Extract:
↓↓↓
Recent Futures: TAZ, Wired and the Internet

An Early History of 90s Cyberculture

In some funny cultural constellation, during the turn of the decade nineties, Hakim Bey’s concept of the Temporary Autonomous Zone was turned into a meme. And as it goes with carefully designed, poetic ideas, they can travel far and will not easily extinguish. One of the channels responsible for the reputation of TAZ was _Mondo 2000_, a cyberpunk upbeat underground paper from San Francisco. The full color magazine was filled with technofashion, drug phantasies, a parade of the latest gadgets, DIY video tips, science fiction, with an occasional theory essay. In retrospect we can say that _Mondo_ paved the way for _Wired_ (starting in 1993), which was more successful in packaging and neutralizing the early, pre-WWW, cybercultures of the US West Coast. TAZ, though, was not very suitable for _Wired_ business protagonists such as Louis Rosetto and Kevin Kelly. It smelled too much like outworn, subcultural strategies of resistance and revolt. The weirdo, luddite, apocalyptic aspect had to be replaced and turned into a productive, optimistic cultural machinery with only one goal: to make money as fast as fast possible. And the Internet and money turned out to be the dominant image, ten years after TAZ and VR. As as fellow New York observer reports: “Making money is now an organizing principle in society in ways that we’ve never seen before, not even in the late twenties or any time in the late 1800s, not even with the famous Dutch ‘tulipomania.’ The pentagon can’t hire good people anymore, business majors are ‘dropping out,’ 11-year-old CEOs being turned away from conventions. A major capital formation, like England in the mid-1800s. Pure ideology, pure bubble, pure investment, pure shattering of traditional institutions.”

Unlike the British model of the culture industries, the boheme is virtually absent in the electronic goldrush stories. The underground is not seen as a productive element. Nor is the intelligentia. Intellectuals, stuck in their book culture, still obsessed with the fading power of discourses, have marginalized themselves into irrelevant pockets of complaints, hobbled by cultural pessimism. This is the age of the enterpreneur as hero. Silicon Valley itself is anything but cool, cwand so is New York’s Silicon Alley or Tokyo’s Bitvalley. There is little to be seen, neither in the local nightlife nor at the actual computer screens. The only remains of a somewhat alternative past are the fifty-something-year-olds wearing beards and sandals, telling stories of their amazing inventions and encounters with other mythic figures back in the seventies. Cyber culture of the late nineties, dominated by venture capital, lacks any face at all. It does not even need to have its own look because its design has been outsourced to advertisement agencies, the news industry (cnn.com), video games designers (PlayStation) or television (WebTV). Over are the days of web design. Innovation has now shifted from the development of standards and protocols toward business plans and marketing skills. Forget content, attitude, or identity. Today’s motto is: Catch the youngers, squeze the creativity out of them, turn the team into project slavery unil you ship, float–and sell out as soon as you can. The electronic “gold rush” lacks any understanding of aesthetics. There simply isn’t any time, and the mainstream can’t handle experimental interfaces anyway, nor do the (baby) suits, who perhaps like a bit of cool and bright, but are actually more fascinated by spreadsheets and power-pointism.
↑↑↑
Exercise objective: Carry on the piece about 1990s cyberculture and the Temporary Autonomous Zone, picking up right after its final sentence. The entries below come from a separate source.

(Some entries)
↓↓↓
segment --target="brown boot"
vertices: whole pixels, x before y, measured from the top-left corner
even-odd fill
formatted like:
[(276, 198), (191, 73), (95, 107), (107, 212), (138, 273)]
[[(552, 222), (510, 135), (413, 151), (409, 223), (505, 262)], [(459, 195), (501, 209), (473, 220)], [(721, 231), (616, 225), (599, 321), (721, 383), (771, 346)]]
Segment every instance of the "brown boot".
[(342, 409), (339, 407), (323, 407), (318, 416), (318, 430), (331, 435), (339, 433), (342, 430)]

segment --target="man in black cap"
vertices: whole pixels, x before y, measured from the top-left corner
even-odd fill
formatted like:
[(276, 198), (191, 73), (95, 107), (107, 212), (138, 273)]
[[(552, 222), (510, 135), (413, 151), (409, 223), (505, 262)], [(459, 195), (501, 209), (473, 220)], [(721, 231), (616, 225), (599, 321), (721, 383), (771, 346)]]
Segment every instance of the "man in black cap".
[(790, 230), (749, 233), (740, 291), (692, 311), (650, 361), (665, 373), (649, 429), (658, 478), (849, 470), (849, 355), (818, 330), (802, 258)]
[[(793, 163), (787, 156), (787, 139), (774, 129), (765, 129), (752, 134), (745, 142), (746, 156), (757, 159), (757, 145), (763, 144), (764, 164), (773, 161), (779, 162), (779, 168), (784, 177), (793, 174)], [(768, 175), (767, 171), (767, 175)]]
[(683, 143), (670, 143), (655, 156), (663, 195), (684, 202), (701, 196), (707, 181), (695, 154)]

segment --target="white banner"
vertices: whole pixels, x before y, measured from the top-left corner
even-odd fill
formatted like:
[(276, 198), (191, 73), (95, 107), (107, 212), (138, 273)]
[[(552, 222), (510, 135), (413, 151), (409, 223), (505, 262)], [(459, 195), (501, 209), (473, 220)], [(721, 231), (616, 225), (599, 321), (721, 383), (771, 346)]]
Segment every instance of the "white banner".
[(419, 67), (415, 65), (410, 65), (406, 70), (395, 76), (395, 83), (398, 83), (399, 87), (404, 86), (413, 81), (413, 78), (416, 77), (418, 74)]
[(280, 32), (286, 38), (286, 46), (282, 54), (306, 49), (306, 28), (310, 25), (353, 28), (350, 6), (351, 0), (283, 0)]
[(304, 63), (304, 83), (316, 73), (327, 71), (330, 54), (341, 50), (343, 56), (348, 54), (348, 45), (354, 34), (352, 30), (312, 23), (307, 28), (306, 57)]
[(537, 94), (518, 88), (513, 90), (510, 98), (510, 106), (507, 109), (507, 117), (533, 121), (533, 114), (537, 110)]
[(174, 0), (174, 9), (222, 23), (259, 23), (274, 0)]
↑↑↑
Result below:
Even the spirtual aspects of the early cyberculture, also to be found in Bey’s writing, had to stripped of it’s occult freakiness and turned into something positively light and exciting. This can also be said of the entire cyberpunk genre, which became incorporated into the contemporary “the future get fun again” slogan (Wired 8.01). Post-industrial culture, from Survival Research Laboratories to Burning Man, is getting boiled down here to creative thinking–innocent, commodified technotainment. Stripped of all its distrurbing, destructive “dark” elements, the Californian cyberculture in the late nineties has become virtually invisible, marginalized as it was in the mid-eighties, courtesy to the “digitally correct” evangelists. _Wired_ magazine itself, the once “Pravda of the virtual class” had to be sacrified to the irrisistible drive toward the Johnsification of cyberspace. The hybrid Wired empire, with its search engine, hotwired.com, publishing house, net.radio station and trails underway for Wired TV, failed a few times to get onto the stock market and, by May 1998, got sold to some average media conglomerate. Perhaps their IPO was too early. We could as well say that the avant-garde of the digeratti has shown us the way most start-up will end up: re-integrated into the safe and the protected environment of corporate America. The revolutions predicted by Toffler, Gilder, and Peters all turned out to be silly daydreams. Particular elements from the libertarian rethorics have been adopted, but most of it is allready forgotten after the fall of the Gingrich gang back in 1997. Though one idea has gotten through: the Internet is the message. With Bozus of amazon.com being chosen Time Magazine’s Man of the Year 1999, no branch or business can any longer ignore e-commerce and e-business. Why bother about _Wired_’s kiddy dreams of flying cars, tourist trips to Mars, immortality, and other forms of organized optimism? America is making billions on the stock markets, selling out on decade-old ideas, so why not dream away?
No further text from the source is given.